# looking for specific powered colors



## w.debord (Mar 6, 2001)

When I've looked for powdered food colors for chocolate, they seem out ragously priced (about 20.00 per oz.) AND are different from what I've seen J. Torres use on his chocolate show.

He's buying them in fairly large jars (maybe 6 to 8 oz.). On the jar it says something like "cake and candy" on the top, like that's the brand. Anyone familar with this brand?


----------



## lotuscakestudio (Jun 28, 2001)

$20 per ounce?!?!? How about $2/ounce? I don't know if this is the same brand, but Lorann Oils carries powdered colors for chocolate. On their website they have two sections: one for individual customers and one for manufacturers. They sell the stuff online for individuals at $40 for 16 oz. and for manufacturers, you have to request a catalog. I had their catalog, but lost it so I can't look up the price for you to see if it's cheaper; if you don't need the colors right away, look into it as it might save you a few bucks. Anyhow, this is the link to one of the colors in the individual consumer section.


----------



## w.debord (Mar 6, 2001)

Thanks Lotus. I'm not sure............it still is more then I'd like to pay out of my pocket and not exactly what he had. Have you shopped around at all the decorators sites? I don't have the time until next week, but if I ever do locate cheaper it I'll post the source.

§ What to produce
Answer these questions about the thread above on powdered chocolate colors.
(a) What price did w.debord find for powdered food colors for chocolate?
(b) Which company does lotuscakestudio say carries powdered colors for chocolate?
(c) What price does that company charge individuals online?

§ Records supplied
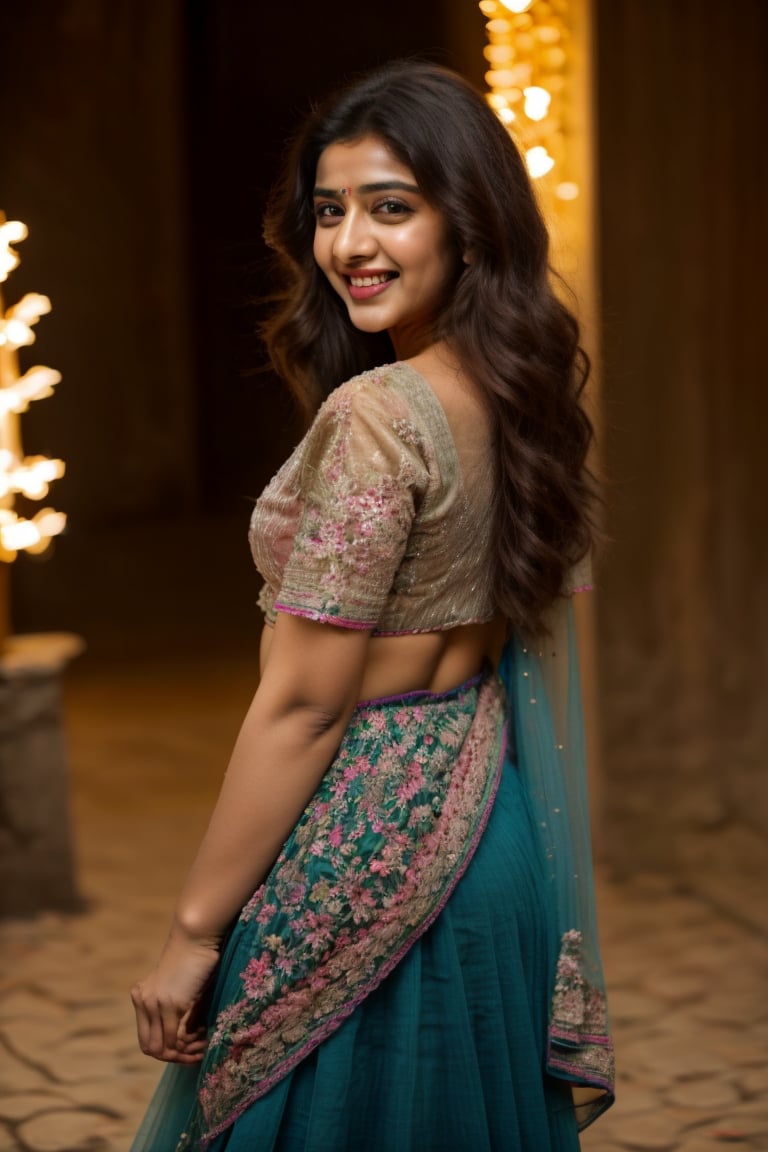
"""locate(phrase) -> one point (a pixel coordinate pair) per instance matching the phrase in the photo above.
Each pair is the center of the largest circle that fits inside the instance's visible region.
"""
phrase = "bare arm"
(288, 739)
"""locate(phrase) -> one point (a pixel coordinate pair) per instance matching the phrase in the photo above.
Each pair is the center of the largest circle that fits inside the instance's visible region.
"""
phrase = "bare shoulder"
(458, 394)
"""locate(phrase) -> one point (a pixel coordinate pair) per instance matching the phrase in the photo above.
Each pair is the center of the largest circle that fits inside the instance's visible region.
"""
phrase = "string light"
(527, 53)
(27, 476)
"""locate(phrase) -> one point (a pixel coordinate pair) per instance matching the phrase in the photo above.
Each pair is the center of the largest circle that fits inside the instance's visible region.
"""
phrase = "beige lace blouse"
(370, 523)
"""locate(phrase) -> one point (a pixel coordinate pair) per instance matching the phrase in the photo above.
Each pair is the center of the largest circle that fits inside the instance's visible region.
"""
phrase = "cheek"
(320, 249)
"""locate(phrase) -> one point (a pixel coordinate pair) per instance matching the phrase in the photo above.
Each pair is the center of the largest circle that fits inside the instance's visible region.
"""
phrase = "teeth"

§ Exercise answer
(a) About $20 per ounce.
(b) Lorann Oils.
(c) $40 for 16 ounces.